(Pointing dataset rows)
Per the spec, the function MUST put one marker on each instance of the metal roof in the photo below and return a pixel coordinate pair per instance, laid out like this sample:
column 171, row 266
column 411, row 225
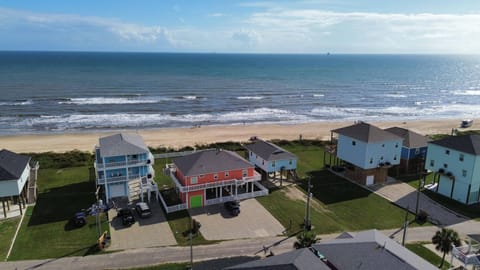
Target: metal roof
column 464, row 143
column 300, row 259
column 122, row 144
column 12, row 165
column 370, row 250
column 269, row 151
column 366, row 133
column 410, row 139
column 210, row 161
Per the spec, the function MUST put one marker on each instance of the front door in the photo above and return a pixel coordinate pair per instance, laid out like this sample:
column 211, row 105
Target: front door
column 196, row 201
column 370, row 180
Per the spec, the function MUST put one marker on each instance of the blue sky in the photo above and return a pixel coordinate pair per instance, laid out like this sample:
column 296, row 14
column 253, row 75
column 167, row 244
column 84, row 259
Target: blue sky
column 308, row 26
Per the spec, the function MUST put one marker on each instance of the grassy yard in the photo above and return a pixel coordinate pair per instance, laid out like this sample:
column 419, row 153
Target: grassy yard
column 179, row 223
column 7, row 229
column 46, row 231
column 341, row 205
column 427, row 254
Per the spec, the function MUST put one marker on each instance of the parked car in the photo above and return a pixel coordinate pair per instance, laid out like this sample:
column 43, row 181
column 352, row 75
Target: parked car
column 80, row 219
column 126, row 215
column 233, row 207
column 466, row 123
column 143, row 210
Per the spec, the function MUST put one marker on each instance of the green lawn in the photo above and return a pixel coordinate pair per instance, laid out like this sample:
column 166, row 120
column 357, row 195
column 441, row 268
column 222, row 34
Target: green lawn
column 341, row 205
column 7, row 229
column 46, row 231
column 427, row 254
column 163, row 181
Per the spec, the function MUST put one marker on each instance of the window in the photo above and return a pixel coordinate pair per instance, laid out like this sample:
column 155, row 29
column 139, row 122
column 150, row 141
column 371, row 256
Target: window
column 193, row 180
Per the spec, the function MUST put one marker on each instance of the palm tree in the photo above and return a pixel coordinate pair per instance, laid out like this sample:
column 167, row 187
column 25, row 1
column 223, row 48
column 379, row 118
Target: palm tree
column 443, row 241
column 305, row 239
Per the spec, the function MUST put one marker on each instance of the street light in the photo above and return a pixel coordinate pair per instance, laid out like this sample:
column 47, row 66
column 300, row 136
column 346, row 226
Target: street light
column 307, row 222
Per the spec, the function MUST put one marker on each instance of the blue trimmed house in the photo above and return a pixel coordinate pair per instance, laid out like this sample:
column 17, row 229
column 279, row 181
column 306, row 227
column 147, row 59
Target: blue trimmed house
column 455, row 161
column 14, row 178
column 367, row 152
column 270, row 158
column 122, row 163
column 414, row 150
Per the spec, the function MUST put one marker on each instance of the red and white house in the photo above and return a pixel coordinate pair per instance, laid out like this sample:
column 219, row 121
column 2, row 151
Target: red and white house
column 213, row 176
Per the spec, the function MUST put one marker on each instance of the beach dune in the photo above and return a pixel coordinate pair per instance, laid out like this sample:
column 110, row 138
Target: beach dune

Task instructions:
Can you format every row above as a numbered list, skipping blank lines and leaving the pictures out?

Output:
1. Per the spec, the function MUST put one marker on each instance of the metal roof in the photo below and return a pixel coordinate pair per instance, laid out like this sample:
2. column 171, row 266
3. column 411, row 225
4. Target: metal roof
5. column 464, row 143
6. column 300, row 259
7. column 122, row 144
8. column 12, row 165
9. column 370, row 250
10. column 269, row 151
11. column 366, row 133
12. column 410, row 139
13. column 210, row 161
14. Per the spec, the function MUST put one marker on each instance of the front door in the photo above and return a pixel coordinate pair per instance, laid out like this sample:
15. column 211, row 105
16. Target: front door
17. column 196, row 201
18. column 370, row 180
19. Per the spec, the function MUST put one marker on each instance of the blue sky in the photo above and return a pixel coordinate pair per instance, laid out like this sample:
20. column 296, row 14
21. column 253, row 75
22. column 167, row 244
23. column 84, row 259
24. Target: blue sky
25. column 308, row 26
26. Per the spec, the function MUST put one marker on each instance of the grassy yard in the photo above and return a pixel coordinate pair per instance, laid out like this sample:
27. column 419, row 153
28. Target: grassy yard
29. column 179, row 223
30. column 7, row 229
31. column 46, row 231
32. column 341, row 205
33. column 427, row 254
34. Per the spec, the function MUST put one marker on each instance of the parked car in the photo above and return a pixel coordinate pair per instance, laid out like this sample:
35. column 43, row 181
36. column 352, row 75
37. Target: parked car
38. column 80, row 219
39. column 126, row 215
40. column 233, row 207
41. column 466, row 123
42. column 143, row 210
43. Per the spec, the function MUST put one marker on each instance of the green lawn in the photo above and return a pixel coordinate pair per instance, laid out like this sample:
44. column 166, row 120
45. column 357, row 195
46. column 441, row 268
47. column 222, row 34
48. Target: green lawn
49. column 341, row 205
50. column 7, row 229
51. column 46, row 231
52. column 427, row 254
53. column 163, row 181
54. Per the spec, the function MUST put one marker on each instance of the window in the photo above and return a pixel coordinate pair per instance, laid out like this sample:
55. column 155, row 29
56. column 139, row 122
57. column 150, row 141
58. column 371, row 256
59. Target: window
60. column 193, row 180
61. Per the spec, the function MUST put one marker on each instance of the palm tree in the photo above and return a pixel coordinate pair per instance, laid out like this sample:
62. column 167, row 187
63. column 25, row 1
64. column 223, row 48
65. column 379, row 118
66. Target: palm tree
67. column 443, row 241
68. column 305, row 239
69. Per the spec, the function MUST put one marker on each instance of the street light in the photo above and return a pixel coordinate pair per instance, laid out like this sample:
70. column 47, row 66
71. column 300, row 136
72. column 346, row 226
73. Target: street light
74. column 307, row 222
75. Per the spec, the function MUST put one marker on each instance of the blue trimmed house in the photo above and return a pixel coordinate pair per instance, laid out like this sample:
76. column 17, row 229
77. column 279, row 181
78. column 306, row 227
79. column 147, row 59
80. Target: blue trimmed house
81. column 455, row 161
82. column 14, row 178
83. column 367, row 152
84. column 270, row 158
85. column 122, row 163
86. column 414, row 150
87. Per the spec, the function MUST put one marker on each instance of the red and white house in the photo above and return a pixel coordinate pair per instance, laid out like this sample:
88. column 219, row 121
89. column 2, row 151
90. Target: red and white house
91. column 213, row 176
92. Per the spec, the function MUST put one marker on each instance of the beach dune in the photo above and return a pixel coordinate pair per instance, laid out like this sample:
93. column 110, row 138
94. Target: beach dune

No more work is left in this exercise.